→ Data for review:
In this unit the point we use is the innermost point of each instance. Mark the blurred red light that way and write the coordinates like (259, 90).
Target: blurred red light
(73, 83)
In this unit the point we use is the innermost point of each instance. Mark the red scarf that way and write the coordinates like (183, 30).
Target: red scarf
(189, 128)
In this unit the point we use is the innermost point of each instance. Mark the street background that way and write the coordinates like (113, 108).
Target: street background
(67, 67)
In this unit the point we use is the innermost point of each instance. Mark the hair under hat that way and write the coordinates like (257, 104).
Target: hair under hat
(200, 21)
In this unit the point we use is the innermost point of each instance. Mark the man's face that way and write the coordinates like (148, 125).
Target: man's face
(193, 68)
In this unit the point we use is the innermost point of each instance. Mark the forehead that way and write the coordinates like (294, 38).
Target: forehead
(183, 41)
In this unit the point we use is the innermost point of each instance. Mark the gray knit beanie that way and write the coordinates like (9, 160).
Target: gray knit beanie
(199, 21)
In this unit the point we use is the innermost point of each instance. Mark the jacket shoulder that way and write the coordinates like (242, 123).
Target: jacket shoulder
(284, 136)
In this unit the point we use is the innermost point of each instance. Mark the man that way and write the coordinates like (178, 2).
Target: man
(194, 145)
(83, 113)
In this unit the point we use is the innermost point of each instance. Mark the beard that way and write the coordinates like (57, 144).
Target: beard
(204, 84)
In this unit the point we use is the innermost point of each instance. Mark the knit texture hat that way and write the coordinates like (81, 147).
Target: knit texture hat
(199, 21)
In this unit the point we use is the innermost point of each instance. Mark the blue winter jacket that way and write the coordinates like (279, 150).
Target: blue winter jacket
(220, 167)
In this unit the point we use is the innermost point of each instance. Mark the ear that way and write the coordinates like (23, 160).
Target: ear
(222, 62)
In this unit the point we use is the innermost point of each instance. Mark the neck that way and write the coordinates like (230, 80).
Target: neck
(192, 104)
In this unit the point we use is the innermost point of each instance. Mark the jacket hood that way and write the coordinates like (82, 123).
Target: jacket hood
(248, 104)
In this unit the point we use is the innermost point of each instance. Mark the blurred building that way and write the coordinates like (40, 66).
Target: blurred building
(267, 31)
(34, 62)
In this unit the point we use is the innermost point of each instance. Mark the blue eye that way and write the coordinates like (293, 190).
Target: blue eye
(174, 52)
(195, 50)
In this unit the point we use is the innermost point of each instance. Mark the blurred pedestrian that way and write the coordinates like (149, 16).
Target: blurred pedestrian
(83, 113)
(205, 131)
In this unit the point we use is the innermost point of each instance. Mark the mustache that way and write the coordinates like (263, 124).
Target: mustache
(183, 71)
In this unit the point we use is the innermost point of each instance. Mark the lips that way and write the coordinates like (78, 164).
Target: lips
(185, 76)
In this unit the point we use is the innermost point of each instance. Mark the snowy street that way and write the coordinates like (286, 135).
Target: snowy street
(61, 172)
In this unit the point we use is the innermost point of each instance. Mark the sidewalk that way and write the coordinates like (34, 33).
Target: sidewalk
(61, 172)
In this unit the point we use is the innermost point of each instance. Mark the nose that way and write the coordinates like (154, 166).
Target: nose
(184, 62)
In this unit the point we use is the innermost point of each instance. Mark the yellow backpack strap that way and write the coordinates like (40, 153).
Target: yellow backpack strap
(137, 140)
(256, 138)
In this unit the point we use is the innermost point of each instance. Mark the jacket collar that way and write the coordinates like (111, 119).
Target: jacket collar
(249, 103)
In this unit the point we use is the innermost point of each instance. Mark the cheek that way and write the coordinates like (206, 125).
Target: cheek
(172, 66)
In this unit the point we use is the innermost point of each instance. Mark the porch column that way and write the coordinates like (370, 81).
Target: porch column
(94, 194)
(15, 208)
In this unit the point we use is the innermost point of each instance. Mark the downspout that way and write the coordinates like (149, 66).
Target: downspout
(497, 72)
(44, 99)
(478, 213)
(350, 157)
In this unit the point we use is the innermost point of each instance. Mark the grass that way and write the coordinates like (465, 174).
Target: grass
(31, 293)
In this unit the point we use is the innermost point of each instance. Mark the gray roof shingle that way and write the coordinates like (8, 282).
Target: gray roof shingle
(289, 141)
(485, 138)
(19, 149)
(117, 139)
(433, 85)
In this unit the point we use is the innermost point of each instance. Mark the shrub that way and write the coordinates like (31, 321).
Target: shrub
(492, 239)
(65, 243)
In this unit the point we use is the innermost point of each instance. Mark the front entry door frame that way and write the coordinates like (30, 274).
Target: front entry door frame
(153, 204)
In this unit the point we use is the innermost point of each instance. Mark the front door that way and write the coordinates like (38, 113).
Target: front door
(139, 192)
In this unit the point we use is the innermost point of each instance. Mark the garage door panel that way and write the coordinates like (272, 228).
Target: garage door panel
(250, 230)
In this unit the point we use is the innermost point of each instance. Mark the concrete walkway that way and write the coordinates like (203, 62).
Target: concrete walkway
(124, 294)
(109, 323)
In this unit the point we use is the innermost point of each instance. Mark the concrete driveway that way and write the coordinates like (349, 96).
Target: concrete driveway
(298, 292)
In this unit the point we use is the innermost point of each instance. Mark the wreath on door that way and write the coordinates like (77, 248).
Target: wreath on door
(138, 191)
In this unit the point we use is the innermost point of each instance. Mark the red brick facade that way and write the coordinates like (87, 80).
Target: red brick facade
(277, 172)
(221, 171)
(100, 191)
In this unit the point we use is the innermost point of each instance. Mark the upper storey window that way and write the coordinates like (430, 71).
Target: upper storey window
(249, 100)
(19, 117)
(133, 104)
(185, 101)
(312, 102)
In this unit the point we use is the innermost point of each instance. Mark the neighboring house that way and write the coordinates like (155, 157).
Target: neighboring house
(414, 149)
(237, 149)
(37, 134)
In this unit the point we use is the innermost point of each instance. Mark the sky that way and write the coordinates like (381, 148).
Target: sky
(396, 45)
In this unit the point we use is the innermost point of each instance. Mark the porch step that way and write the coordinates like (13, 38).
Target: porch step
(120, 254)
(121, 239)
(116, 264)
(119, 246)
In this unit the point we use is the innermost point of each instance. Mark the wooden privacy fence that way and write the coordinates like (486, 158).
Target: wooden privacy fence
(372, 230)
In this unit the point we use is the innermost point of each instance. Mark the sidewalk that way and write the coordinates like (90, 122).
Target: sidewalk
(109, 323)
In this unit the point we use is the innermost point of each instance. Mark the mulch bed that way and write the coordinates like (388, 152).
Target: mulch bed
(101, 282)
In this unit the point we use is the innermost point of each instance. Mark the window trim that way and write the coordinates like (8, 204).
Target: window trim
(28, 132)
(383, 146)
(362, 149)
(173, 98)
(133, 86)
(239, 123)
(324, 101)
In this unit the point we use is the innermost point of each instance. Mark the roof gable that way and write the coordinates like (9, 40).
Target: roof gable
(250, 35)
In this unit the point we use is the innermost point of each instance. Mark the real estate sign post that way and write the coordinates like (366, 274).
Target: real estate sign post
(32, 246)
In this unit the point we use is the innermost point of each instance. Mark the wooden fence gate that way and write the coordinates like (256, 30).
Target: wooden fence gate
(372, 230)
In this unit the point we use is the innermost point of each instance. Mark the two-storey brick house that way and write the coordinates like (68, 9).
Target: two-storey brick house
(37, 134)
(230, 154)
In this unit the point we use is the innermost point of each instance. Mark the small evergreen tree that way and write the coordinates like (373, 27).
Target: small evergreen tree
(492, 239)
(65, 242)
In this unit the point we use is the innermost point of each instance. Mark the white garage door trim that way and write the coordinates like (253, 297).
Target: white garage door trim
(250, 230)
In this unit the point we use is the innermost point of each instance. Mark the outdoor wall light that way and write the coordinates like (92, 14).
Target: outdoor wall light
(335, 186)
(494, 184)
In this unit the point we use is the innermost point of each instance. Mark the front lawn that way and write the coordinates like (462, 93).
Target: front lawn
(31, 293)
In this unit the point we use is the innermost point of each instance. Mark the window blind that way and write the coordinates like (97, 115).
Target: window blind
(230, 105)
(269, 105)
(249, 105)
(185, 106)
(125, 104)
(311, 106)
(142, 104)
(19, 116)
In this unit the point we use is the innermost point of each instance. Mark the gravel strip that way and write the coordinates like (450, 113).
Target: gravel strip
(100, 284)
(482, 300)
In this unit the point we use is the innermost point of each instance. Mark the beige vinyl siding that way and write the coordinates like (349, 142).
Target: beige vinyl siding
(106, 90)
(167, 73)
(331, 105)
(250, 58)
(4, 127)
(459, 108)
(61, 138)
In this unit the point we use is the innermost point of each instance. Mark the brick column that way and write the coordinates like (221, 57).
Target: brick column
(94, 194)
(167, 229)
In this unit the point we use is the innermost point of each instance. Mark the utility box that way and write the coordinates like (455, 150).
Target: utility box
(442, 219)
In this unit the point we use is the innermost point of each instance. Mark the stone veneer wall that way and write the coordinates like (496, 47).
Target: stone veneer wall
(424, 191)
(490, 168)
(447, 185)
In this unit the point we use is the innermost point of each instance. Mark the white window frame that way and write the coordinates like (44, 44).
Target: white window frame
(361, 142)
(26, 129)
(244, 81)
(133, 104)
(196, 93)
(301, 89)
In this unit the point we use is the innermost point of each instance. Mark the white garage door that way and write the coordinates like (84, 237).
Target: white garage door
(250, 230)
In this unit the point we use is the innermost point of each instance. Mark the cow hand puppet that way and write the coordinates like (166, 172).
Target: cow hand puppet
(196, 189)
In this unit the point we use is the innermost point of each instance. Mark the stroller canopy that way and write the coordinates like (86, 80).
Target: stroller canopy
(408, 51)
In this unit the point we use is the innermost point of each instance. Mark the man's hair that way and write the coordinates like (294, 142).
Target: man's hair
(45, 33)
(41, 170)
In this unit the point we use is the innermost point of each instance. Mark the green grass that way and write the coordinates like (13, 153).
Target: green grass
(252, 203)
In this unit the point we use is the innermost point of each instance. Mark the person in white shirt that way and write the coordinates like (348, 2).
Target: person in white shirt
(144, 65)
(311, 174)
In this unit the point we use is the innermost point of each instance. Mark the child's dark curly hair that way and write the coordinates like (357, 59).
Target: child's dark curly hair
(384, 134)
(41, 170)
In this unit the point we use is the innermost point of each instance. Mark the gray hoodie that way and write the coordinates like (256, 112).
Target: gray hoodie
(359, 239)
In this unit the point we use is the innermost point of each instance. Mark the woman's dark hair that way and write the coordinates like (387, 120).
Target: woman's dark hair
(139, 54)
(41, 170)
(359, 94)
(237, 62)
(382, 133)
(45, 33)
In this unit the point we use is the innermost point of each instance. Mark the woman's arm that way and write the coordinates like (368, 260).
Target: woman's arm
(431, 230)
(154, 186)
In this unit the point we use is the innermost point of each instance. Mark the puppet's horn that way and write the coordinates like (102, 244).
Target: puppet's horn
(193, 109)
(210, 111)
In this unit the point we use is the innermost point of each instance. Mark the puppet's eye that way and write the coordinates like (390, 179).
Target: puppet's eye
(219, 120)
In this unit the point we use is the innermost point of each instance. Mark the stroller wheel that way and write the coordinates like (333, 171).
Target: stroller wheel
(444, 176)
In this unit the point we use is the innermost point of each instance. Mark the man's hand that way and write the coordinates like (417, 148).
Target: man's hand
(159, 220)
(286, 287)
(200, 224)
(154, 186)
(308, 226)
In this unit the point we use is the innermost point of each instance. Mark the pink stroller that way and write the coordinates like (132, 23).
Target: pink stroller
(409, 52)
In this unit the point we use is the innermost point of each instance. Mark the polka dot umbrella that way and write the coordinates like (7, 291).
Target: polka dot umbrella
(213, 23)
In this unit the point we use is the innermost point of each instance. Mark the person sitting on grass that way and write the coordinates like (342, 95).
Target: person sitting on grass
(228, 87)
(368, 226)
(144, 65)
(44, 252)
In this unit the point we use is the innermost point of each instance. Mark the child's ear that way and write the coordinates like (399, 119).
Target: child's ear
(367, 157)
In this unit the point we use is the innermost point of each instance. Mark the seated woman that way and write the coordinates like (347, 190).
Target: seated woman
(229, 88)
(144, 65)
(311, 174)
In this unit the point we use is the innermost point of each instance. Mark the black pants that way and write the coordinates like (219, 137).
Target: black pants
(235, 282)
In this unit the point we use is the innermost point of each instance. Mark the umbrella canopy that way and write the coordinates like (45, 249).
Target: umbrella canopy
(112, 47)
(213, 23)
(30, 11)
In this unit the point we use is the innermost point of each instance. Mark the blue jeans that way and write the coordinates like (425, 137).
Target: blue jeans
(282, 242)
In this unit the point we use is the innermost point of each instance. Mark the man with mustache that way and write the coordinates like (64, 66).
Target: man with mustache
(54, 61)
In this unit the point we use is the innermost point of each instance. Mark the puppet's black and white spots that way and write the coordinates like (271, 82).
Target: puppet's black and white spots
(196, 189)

→ Aim of the exercise: Reproduce the entries above exactly, but only the lines between the line holding "Target: upper storey window" and the line holding "like (13, 38).", inclusive.

→ Exercise solution:
Target: upper storey window
(249, 100)
(19, 117)
(133, 104)
(185, 101)
(312, 102)
In this unit the point we use is the innermost point of each instance. Mark the neighboring house that way and write the coordinates like (155, 157).
Target: neighboring house
(414, 149)
(237, 149)
(37, 134)
In this unit the point we use is the innermost point of each instance. Mark the sky that way and write the coordinates like (381, 148).
Target: sky
(396, 45)
In this unit the point we use is the innermost point of each instance. Mark the porch step that way and write the coordinates like (13, 38).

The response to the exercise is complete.